= TASK 1 =
In the text on wastewater surveillance, how many people's wastewater can one treatment plant collect?
= TASK 2 =
For each statement, say whether the text on wastewater surveillance supports it. Give yes or no and quote the deciding words. (a) WHO experts expect the coronavirus could return every winter. (b) A virus enters the wastewater system through drinking water. (c) Detecting the virus in sewage works only when COVID-19 incidence is high.
= TASK 3 =
Return the part of the text on wastewater surveillance that starts at "Researchers believe that" and ends at "urine or faeces.", copied word for word.

= DOCUMENT EXCERPT =
Researchers believe that analysing the wastewater, can prove to be an effective way to keep a track of different infections entering human environment. A deadly contagious virus like the novel coronavirus could be tapped before turning into an epidemic if we conduct detailed study at water treatment units. These units, where water gets treated, can record if there is any surge in infections or discover a unique virus which traveled into waste water system through human urine or faeces.
According to Gertjan Medema, a microbiologist at KWR Water Research Institute in Nieuwegein, the Netherlands one treatment plant has a capacity to collect wastewater from over one million people. Prof. Medema said that observing the infection levels in our drainage system could help us get a better idea about the scale of the issue. Prof. Medema in her paper, “Presence of SARS-Coronavirus-2 in sewage” highlighted, “ The detection of the virus in sewage, even when the COVID-19 incidence is low, indicates that sewage surveillance could be a sensitive tool to monitor the circulation of the virus in the population.” He added that in the current scenarios ‘health authorities are only seeing the tip of the iceberg’.
WHO experts have anticipated that coronavirus virus could become a seasonal infection, emerging every winter. Hence it becomes imperative to look for more sophisticated means of surveillance like waste water testing which gives us a heads up and buys us time to pull our guards up against the deadly contagion.

= SUPPLIED DATA =
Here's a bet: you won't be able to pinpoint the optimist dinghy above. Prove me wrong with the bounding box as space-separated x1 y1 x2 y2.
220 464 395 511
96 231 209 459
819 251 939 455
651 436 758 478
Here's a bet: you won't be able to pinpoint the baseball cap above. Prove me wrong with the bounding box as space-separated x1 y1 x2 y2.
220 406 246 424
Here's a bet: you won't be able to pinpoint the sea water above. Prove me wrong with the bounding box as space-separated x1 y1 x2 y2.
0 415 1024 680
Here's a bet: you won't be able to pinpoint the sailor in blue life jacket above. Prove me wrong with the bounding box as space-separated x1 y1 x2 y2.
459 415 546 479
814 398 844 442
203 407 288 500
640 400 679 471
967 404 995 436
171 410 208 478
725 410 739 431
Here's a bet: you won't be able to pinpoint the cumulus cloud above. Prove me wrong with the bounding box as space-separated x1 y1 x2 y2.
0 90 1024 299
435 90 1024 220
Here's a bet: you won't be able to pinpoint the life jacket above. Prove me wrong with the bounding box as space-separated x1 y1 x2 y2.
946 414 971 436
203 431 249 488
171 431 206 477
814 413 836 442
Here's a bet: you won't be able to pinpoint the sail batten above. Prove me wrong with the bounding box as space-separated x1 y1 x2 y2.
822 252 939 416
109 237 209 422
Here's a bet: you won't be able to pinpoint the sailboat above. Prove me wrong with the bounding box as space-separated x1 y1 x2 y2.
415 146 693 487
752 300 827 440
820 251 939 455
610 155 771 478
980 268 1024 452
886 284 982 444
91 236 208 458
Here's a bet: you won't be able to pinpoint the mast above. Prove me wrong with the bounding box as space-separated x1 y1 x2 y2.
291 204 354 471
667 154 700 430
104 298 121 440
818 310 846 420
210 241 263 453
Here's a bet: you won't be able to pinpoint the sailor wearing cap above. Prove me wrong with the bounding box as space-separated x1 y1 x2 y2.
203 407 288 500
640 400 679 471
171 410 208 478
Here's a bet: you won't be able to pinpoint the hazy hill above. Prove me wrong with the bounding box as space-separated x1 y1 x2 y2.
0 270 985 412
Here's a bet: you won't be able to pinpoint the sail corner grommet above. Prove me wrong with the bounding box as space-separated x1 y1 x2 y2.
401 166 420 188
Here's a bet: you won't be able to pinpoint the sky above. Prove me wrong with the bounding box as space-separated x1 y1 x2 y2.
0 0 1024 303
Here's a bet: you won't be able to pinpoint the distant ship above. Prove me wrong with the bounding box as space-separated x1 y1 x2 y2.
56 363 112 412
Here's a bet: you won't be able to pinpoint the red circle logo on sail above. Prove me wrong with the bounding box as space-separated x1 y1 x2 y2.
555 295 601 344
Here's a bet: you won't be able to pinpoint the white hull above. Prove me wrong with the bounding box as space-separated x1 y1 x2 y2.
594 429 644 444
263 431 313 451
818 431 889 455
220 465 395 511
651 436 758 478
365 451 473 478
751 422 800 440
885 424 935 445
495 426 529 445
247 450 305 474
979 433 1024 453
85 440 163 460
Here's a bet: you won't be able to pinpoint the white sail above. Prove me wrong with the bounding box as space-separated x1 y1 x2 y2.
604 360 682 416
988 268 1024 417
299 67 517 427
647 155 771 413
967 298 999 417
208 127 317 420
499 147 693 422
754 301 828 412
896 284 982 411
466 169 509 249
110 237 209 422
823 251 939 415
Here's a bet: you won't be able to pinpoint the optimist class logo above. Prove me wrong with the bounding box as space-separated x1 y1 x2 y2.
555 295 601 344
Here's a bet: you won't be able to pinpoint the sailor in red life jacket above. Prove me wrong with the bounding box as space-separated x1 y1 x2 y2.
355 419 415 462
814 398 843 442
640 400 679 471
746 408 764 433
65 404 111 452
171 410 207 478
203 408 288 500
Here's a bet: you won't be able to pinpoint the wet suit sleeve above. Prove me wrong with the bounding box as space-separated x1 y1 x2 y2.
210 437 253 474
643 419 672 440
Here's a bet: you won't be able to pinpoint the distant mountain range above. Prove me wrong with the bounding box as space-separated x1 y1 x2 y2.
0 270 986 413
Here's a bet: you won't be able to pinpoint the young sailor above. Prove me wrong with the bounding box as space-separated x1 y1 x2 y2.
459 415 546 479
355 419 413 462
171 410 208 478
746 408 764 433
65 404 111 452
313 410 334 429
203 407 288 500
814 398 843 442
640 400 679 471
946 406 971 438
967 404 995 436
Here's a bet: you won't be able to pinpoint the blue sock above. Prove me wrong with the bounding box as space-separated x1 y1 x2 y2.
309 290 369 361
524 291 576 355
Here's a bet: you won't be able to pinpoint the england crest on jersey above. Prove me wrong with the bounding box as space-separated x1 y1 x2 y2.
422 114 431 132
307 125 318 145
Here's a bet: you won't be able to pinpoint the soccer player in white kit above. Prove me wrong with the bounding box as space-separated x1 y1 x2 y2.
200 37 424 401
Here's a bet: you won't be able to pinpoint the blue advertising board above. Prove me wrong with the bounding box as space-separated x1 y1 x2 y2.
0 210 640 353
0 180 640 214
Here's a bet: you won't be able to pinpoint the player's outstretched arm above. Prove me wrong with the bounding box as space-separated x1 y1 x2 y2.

= ANSWER AREA 1 =
Over one million people.

= ANSWER AREA 2 =
(a) Yes: "WHO experts have anticipated that coronavirus virus could become a seasonal infection, emerging every winter."
(b) No: "traveled into waste water system through human urine or faeces"
(c) No: "The detection of the virus in sewage, even when the COVID-19 incidence is low, indicates that sewage surveillance could be a sensitive tool to monitor the circulation of the virus in the population."

= ANSWER AREA 3 =
Researchers believe that analysing the wastewater, can prove to be an effective way to keep a track of different infections entering human environment. A deadly contagious virus like the novel coronavirus could be tapped before turning into an epidemic if we conduct detailed study at water treatment units. These units, where water gets treated, can record if there is any surge in infections or discover a unique virus which traveled into waste water system through human urine or faeces.